Given data:
[Start of Attachment]

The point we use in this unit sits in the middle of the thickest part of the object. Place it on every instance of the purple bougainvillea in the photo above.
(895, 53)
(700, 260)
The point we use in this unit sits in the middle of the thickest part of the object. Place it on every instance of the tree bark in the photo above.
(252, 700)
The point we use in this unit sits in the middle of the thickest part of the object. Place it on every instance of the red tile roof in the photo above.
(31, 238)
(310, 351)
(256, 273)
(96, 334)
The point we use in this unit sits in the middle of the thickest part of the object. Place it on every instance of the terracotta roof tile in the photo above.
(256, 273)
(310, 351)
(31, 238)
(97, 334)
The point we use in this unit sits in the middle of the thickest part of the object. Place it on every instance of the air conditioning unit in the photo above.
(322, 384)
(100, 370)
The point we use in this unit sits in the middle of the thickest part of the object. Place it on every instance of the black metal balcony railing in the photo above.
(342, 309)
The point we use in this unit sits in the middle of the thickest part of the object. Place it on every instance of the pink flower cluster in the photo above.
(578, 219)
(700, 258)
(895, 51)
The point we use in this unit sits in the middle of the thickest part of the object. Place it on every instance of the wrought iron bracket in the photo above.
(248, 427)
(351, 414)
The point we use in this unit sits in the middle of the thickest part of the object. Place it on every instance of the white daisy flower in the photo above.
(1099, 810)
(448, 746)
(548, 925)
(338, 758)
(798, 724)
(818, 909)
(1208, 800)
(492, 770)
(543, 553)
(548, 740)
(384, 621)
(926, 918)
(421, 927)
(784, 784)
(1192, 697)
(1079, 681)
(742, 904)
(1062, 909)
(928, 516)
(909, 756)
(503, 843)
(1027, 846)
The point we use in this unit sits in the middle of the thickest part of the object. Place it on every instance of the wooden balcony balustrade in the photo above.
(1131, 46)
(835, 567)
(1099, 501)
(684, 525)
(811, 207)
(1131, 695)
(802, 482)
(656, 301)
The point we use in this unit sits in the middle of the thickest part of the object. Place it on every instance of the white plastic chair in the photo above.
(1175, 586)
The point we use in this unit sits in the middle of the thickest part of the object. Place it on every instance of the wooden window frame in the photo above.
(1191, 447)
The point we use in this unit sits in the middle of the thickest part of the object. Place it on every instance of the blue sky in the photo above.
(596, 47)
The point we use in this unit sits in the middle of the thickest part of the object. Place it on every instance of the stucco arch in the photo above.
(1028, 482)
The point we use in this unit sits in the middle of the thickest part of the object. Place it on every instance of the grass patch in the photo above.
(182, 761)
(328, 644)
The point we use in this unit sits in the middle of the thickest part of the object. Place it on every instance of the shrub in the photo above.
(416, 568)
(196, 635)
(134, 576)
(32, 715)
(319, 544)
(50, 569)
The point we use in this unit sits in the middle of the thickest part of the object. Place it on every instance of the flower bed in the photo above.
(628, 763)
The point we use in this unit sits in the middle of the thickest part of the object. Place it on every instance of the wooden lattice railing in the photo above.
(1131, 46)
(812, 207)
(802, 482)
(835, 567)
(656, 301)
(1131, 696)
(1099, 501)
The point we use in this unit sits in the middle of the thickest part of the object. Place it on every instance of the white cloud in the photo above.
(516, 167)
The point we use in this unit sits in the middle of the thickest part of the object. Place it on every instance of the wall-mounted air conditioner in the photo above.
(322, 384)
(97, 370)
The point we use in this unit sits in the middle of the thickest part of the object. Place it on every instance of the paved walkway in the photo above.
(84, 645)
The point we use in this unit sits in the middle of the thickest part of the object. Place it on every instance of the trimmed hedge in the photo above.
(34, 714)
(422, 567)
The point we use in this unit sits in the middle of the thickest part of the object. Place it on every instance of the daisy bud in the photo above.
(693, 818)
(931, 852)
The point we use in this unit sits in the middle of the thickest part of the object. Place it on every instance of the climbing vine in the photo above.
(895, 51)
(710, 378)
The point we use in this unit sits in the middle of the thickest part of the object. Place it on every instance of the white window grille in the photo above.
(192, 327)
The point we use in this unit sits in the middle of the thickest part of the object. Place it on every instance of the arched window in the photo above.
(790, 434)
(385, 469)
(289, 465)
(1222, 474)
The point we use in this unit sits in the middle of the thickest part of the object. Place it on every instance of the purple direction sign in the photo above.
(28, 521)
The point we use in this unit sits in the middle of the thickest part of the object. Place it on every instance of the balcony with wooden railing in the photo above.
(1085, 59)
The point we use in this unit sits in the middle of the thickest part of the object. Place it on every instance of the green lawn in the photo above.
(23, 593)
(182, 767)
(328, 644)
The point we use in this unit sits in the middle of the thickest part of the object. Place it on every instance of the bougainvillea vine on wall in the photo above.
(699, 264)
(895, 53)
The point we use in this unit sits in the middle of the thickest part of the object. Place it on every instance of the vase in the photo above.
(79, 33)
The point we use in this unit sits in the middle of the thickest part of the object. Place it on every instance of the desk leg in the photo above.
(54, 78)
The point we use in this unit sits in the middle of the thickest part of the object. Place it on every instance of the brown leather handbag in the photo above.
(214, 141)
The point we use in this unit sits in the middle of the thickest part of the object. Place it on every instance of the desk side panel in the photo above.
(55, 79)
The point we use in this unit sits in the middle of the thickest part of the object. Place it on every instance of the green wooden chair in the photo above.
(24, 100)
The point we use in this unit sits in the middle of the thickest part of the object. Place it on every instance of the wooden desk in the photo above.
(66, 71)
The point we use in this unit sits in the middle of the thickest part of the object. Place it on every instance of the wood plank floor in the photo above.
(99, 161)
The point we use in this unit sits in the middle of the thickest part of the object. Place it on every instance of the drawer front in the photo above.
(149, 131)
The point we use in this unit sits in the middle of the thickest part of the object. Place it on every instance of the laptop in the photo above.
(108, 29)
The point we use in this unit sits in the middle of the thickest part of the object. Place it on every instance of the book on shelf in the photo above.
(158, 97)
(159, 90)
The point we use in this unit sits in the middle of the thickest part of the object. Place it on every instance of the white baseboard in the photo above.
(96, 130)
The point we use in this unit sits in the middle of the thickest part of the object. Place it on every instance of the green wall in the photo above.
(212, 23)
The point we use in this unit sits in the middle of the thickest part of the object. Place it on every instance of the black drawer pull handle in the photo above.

[End of Attachment]

Work task: Please type the entries above out again exactly.

Answer to this task:
The point we use in this unit sits in the middle of the thickest part of the object. Place it on every instance of the purple bougainvillea in the photo above.
(895, 53)
(700, 260)
The point we use in this unit sits in the middle of the thickest part of the object. Place it on every instance of the tree bark in the photo above.
(252, 700)
The point we use in this unit sits in the middle of the thickest part of the object. Place it on every instance of the red tile roof in the photo above.
(31, 238)
(310, 351)
(256, 273)
(96, 334)
The point we use in this unit sits in the middle of the thickest part of the object. Place it on every instance of the terracotta roof tile in the photo above.
(256, 273)
(310, 351)
(31, 238)
(97, 334)
The point we use in this unit sits in the middle of the thickest part of the object. Place it on every instance of the air conditioning unit in the photo above.
(322, 384)
(100, 370)
The point we use in this unit sits in the middle of the thickest part of the object. Place it on every instance of the black metal balcony railing in the photo above.
(342, 309)
The point we use in this unit sits in the middle of the thickest part of the object. Place it on every instance of the pink flower cluster in the photo above.
(578, 219)
(700, 258)
(895, 51)
The point we use in this unit sits in the middle of the thickest part of the object. Place it on every instance of the wrought iron bracket in the photo above.
(248, 427)
(351, 414)
The point we use in this unit sits in the middle of the thickest part of the object. Place it on every instance of the white daisy flower in the photo above.
(1099, 810)
(448, 746)
(548, 925)
(338, 758)
(798, 724)
(818, 909)
(1208, 800)
(492, 770)
(543, 553)
(548, 740)
(384, 621)
(926, 918)
(421, 927)
(784, 784)
(1192, 697)
(1079, 681)
(742, 904)
(1062, 909)
(928, 516)
(909, 756)
(503, 843)
(1027, 846)
The point we use in this unit sits in the middle of the thickest part of the object. Place it on every instance of the wooden balcony balustrade in the photo above.
(1131, 46)
(835, 567)
(1099, 501)
(684, 525)
(811, 207)
(1131, 695)
(802, 482)
(656, 301)
The point we use in this unit sits in the middle of the thickest part of the object. Place it on every instance of the white plastic chair in the photo above.
(1175, 586)
The point we use in this unit sits in the middle of the thickest part of the object. Place it on every instance of the wooden window frame in the photo above.
(1191, 447)
The point we use in this unit sits in the middle of the thickest part of the object. Place it on every instance of the blue sky in the photo above.
(596, 47)
The point we use in this unit sits in the middle of the thickest part of the object. Place it on every instance of the stucco arch in the photo above.
(1028, 482)
The point we use in this unit sits in the middle of the thickest part of the object. Place it on every instance of the grass patch in the photo above.
(182, 761)
(328, 644)
The point we use in this unit sits in the middle of the thickest part of the object. Place it on every instance of the shrub in the photo above.
(416, 568)
(196, 635)
(134, 576)
(32, 715)
(319, 544)
(50, 569)
The point we use in this unit sits in the middle of the thickest part of the object. Place it on every instance of the flower bed in the photo above.
(628, 763)
The point we use in this unit sits in the middle of the thickest part of the object. Place it on every instance of the wooden lattice railing in the photo above.
(1131, 46)
(812, 207)
(802, 482)
(835, 567)
(656, 301)
(1131, 696)
(1099, 501)
The point we use in this unit sits in the middle of the thickest part of the object. Place it on every instance of the white cloud in the photo above.
(516, 167)
The point we use in this unit sits in the middle of the thickest part of the object. Place it on every instance of the wall-mounted air conditioner in the photo above.
(322, 384)
(97, 370)
The point we use in this unit sits in the middle of the thickest part of the object. Place it on every instance of the paved walkway in the photo above.
(84, 645)
The point we use in this unit sits in the middle of the thickest part of the object. Place it on every instance of the trimmed hedge in the photo above.
(34, 714)
(422, 567)
The point we use in this unit sits in the middle of the thickest part of the object. Place it on every instance of the daisy bud in the photo above.
(693, 818)
(931, 852)
The point we use in this unit sits in the middle of the thickest part of the object. Place it on every instance of the climbing vine in the photo above.
(895, 51)
(710, 378)
The point we use in this unit sits in the middle of the thickest part of the object. Place it on every instance of the white window grille in the photo above.
(192, 327)
The point we use in this unit sits in the middle of the thickest part of the object. Place it on every instance of the arched window in the photo above.
(790, 434)
(385, 469)
(289, 465)
(1222, 474)
The point we use in this unit sits in the middle of the thickest part of the object. Place it on every instance of the purple direction sign in the photo above.
(28, 521)
The point we use in this unit sits in the middle of the thickest part of the object. Place it on every instance of the balcony with wooden railing in the photo above.
(1085, 59)
The point we use in this unit sits in the middle of the thickest part of the object. Place it on every instance of the green lawn in the photo above.
(23, 593)
(182, 767)
(328, 644)
The point we use in this unit sits in the middle of the thickest part of the object. Place it on every instance of the bougainvillea vine on wall in the photo above.
(699, 264)
(895, 53)
The point we use in this unit sits in the middle of the thickest part of the object. Place it on every instance of the vase in the photo above.
(79, 33)
The point we use in this unit sits in the middle of the thickest part of the object. Place it on every instance of the desk leg in the photo above.
(54, 78)
The point we use in this unit sits in the middle of the thickest part of the object. Place it on every instance of the brown leather handbag in the photo above.
(214, 141)
The point we use in this unit sits in the middle of the thickest part of the object. Place it on every instance of the desk side panel in the photo above.
(55, 79)
The point we use in this unit sits in the middle of the thickest part of the object. Place it on every instance of the green wooden chair in the photo above.
(24, 100)
The point we use in this unit sits in the middle of the thickest part of the object. Place it on every instance of the wooden desk in the photo above.
(66, 71)
The point we use in this unit sits in the middle of the thickest part of the object. Place it on every instance of the wood plank floor in the photo above.
(99, 161)
The point we use in this unit sits in the middle of the thickest part of the object. Place it on every instance of the drawer front in the photo above.
(149, 131)
The point we use in this unit sits in the middle of the thickest part of the object. Place it on every instance of the laptop in the photo above.
(108, 29)
The point we use in this unit sits in the middle of the thickest part of the object. Place it on every instance of the book on shelf in the photo above.
(158, 97)
(159, 90)
The point we use in this unit sits in the middle of the thickest part of the object. Place it on every instance of the white baseboard in the photo above.
(96, 130)
The point we use in this unit sits in the middle of the thickest part of the object. Place it on every instance of the green wall in the photo above.
(212, 23)
The point we use in this unit sits in the middle of the thickest part of the object. Place it on every instance of the black drawer pull handle in the photo above.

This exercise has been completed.